▸ **Brief**: Please list every line in the data below that contains the word "lake".

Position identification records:
* * * * * * *
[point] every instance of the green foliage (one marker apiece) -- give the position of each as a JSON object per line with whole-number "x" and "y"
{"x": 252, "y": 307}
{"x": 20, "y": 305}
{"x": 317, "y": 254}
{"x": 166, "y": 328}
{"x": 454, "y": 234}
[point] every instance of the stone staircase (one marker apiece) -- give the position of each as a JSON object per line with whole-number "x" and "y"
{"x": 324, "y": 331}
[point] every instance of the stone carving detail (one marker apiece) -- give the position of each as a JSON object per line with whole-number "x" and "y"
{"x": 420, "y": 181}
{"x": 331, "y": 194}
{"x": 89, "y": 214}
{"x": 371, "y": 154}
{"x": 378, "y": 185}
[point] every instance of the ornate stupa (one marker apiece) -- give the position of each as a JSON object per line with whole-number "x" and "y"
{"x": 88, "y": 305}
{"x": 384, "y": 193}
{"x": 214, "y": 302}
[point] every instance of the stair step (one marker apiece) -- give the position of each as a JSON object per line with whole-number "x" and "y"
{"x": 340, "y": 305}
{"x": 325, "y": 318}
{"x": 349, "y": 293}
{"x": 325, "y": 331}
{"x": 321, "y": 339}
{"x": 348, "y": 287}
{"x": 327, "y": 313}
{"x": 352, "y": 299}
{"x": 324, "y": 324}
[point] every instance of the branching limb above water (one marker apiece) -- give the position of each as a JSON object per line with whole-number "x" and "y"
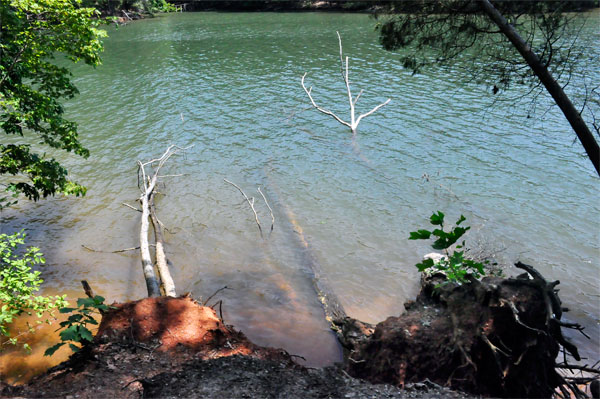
{"x": 353, "y": 124}
{"x": 147, "y": 183}
{"x": 250, "y": 202}
{"x": 270, "y": 209}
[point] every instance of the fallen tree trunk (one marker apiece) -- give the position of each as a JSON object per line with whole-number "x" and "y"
{"x": 147, "y": 185}
{"x": 161, "y": 258}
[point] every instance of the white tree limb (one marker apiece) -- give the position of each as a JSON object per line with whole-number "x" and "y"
{"x": 353, "y": 125}
{"x": 251, "y": 203}
{"x": 148, "y": 184}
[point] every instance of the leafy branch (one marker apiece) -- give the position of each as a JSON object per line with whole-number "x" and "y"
{"x": 74, "y": 328}
{"x": 455, "y": 265}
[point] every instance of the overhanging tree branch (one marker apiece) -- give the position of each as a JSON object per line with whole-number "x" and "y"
{"x": 353, "y": 124}
{"x": 556, "y": 91}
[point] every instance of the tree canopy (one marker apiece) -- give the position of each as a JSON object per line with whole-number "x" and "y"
{"x": 33, "y": 33}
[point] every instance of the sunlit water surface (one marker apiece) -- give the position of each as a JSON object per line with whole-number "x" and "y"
{"x": 229, "y": 84}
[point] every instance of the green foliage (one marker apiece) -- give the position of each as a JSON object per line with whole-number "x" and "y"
{"x": 32, "y": 34}
{"x": 455, "y": 265}
{"x": 74, "y": 329}
{"x": 19, "y": 282}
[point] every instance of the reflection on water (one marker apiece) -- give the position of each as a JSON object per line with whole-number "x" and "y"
{"x": 230, "y": 85}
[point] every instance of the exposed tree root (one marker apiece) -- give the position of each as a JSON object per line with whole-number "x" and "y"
{"x": 496, "y": 337}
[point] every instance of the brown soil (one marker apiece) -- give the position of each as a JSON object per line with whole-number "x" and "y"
{"x": 176, "y": 348}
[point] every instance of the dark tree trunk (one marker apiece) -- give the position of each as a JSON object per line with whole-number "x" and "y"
{"x": 583, "y": 132}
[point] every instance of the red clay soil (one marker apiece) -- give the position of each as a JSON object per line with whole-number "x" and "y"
{"x": 166, "y": 324}
{"x": 176, "y": 348}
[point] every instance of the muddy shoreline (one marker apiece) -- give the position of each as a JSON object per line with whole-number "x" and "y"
{"x": 498, "y": 337}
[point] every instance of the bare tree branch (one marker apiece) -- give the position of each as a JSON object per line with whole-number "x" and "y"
{"x": 353, "y": 124}
{"x": 251, "y": 203}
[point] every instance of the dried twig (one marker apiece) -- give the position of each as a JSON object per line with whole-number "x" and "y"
{"x": 215, "y": 293}
{"x": 353, "y": 125}
{"x": 270, "y": 210}
{"x": 130, "y": 206}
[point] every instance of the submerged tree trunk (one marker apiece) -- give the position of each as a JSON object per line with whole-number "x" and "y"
{"x": 581, "y": 129}
{"x": 147, "y": 266}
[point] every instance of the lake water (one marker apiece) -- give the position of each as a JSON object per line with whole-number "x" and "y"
{"x": 229, "y": 84}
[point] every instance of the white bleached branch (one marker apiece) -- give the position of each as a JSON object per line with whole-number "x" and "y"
{"x": 353, "y": 124}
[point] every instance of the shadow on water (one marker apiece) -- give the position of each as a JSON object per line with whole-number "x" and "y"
{"x": 46, "y": 227}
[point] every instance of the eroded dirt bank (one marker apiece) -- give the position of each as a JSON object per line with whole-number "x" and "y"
{"x": 494, "y": 338}
{"x": 174, "y": 347}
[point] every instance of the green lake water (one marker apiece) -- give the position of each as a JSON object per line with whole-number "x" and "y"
{"x": 229, "y": 84}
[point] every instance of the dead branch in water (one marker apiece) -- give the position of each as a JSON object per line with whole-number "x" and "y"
{"x": 215, "y": 293}
{"x": 113, "y": 252}
{"x": 147, "y": 184}
{"x": 353, "y": 124}
{"x": 161, "y": 257}
{"x": 270, "y": 209}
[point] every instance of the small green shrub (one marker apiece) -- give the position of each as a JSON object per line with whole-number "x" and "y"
{"x": 454, "y": 265}
{"x": 74, "y": 328}
{"x": 19, "y": 282}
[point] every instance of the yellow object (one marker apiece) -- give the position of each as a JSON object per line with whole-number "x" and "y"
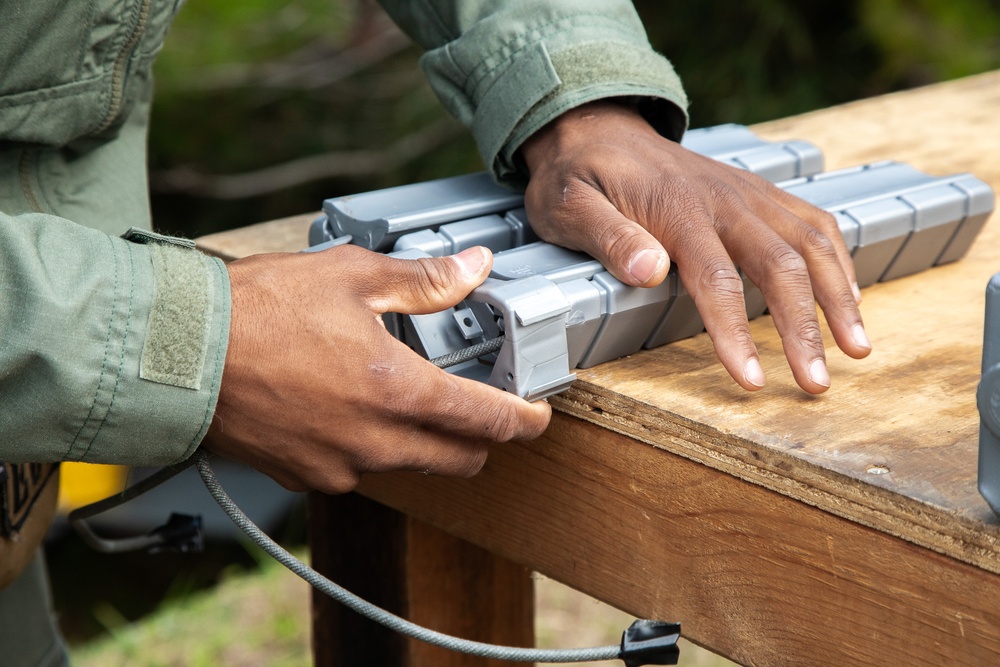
* * * * * * *
▸ **Answer to this task**:
[point] every instance of the lake water (one marker apiece) -- give the position of each as a JSON object per line with whole-number "x" and "y"
[point] every instance of the green lake water (one marker apiece) -- give the position of each as a JSON object per line with whole-number "x" and "y"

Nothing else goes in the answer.